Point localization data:
━━━━━━━━━━━━━━━━━━━━━━━━━━━━━━

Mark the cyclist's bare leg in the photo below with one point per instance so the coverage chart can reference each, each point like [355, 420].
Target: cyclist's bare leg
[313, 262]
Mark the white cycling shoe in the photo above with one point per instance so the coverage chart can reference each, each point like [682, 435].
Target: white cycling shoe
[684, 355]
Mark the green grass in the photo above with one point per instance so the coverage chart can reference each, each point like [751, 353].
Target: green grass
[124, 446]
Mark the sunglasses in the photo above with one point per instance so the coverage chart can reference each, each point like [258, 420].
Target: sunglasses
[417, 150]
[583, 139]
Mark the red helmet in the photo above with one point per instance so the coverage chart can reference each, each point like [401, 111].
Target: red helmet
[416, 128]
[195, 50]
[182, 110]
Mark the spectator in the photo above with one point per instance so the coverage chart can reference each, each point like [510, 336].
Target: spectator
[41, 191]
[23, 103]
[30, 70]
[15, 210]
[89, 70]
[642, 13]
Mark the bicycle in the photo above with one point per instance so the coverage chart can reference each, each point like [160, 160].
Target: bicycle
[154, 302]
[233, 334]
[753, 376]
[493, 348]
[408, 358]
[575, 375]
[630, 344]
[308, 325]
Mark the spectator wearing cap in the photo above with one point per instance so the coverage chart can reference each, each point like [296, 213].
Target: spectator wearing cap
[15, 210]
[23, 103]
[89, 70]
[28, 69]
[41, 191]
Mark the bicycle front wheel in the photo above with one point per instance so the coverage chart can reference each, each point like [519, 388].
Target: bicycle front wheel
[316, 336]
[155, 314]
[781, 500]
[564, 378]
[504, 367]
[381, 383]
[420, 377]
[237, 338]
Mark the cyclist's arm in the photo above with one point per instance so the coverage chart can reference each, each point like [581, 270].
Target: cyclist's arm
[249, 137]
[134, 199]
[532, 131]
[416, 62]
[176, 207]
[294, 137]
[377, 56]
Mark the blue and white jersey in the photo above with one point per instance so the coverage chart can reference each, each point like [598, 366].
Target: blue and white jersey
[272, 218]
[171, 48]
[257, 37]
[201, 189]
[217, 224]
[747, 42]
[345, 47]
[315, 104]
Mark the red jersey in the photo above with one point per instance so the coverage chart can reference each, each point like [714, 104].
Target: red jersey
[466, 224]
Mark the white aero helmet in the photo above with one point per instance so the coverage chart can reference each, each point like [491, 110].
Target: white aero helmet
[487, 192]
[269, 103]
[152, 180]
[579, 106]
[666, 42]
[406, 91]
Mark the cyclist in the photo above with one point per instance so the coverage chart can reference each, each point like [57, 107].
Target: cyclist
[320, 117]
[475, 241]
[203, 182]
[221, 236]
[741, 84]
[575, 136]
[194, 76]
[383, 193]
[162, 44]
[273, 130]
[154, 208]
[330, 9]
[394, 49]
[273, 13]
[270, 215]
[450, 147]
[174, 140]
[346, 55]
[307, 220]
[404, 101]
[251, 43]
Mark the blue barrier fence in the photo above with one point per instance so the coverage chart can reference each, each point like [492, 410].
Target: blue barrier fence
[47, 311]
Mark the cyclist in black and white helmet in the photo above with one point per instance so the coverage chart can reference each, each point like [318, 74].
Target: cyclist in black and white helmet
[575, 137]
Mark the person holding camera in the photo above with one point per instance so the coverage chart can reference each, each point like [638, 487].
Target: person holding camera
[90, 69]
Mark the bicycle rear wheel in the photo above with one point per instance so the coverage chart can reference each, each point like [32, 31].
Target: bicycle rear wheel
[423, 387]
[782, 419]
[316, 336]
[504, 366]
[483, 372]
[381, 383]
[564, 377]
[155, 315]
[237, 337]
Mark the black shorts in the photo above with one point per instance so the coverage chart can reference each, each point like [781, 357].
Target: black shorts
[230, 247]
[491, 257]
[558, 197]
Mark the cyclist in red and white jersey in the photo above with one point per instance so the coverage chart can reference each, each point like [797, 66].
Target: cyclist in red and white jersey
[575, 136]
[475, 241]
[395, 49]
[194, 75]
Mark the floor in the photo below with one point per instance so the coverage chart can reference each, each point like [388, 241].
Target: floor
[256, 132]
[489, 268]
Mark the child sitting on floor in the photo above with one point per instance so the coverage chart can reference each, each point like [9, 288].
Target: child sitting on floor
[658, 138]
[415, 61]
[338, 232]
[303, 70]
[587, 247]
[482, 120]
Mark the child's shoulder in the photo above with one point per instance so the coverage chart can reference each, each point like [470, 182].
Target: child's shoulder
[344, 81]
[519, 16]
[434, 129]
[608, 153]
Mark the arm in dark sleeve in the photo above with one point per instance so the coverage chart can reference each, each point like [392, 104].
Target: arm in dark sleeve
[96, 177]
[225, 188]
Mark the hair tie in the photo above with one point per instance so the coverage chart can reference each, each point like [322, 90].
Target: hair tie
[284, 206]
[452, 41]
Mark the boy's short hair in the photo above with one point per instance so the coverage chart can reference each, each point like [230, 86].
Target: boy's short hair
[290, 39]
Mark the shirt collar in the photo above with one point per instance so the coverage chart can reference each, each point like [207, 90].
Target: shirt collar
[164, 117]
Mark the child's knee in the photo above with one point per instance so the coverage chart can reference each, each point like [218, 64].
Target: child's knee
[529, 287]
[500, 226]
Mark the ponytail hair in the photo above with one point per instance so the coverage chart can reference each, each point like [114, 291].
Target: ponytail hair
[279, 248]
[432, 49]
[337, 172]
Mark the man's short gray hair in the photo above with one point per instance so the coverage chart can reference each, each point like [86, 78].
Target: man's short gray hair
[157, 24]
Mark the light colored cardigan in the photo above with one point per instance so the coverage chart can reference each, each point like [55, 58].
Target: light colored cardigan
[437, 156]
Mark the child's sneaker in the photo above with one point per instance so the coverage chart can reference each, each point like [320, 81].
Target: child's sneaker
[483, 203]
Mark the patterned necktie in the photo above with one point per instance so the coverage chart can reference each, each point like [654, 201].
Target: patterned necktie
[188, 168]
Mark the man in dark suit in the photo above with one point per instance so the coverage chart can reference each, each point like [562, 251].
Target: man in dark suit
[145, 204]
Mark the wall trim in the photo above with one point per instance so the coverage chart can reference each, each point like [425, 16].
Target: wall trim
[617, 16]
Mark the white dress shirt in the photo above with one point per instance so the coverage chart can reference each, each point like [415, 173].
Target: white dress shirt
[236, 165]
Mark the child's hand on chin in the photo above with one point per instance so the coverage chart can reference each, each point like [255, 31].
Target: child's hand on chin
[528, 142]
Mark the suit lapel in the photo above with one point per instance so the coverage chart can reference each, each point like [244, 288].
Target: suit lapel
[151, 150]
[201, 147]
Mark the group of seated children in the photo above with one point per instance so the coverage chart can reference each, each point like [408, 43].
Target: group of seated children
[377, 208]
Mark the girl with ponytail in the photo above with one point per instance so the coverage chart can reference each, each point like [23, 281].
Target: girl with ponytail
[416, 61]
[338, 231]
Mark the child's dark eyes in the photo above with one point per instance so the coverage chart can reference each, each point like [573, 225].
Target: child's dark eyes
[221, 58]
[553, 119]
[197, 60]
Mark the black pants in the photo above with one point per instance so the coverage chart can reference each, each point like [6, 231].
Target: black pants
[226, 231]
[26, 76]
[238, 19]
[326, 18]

━━━━━━━━━━━━━━━━━━━━━━━━━━━━━━

Scan the entries above and work out how many lines include the word "below"; the reply is that number alone.

• [Response box]: 2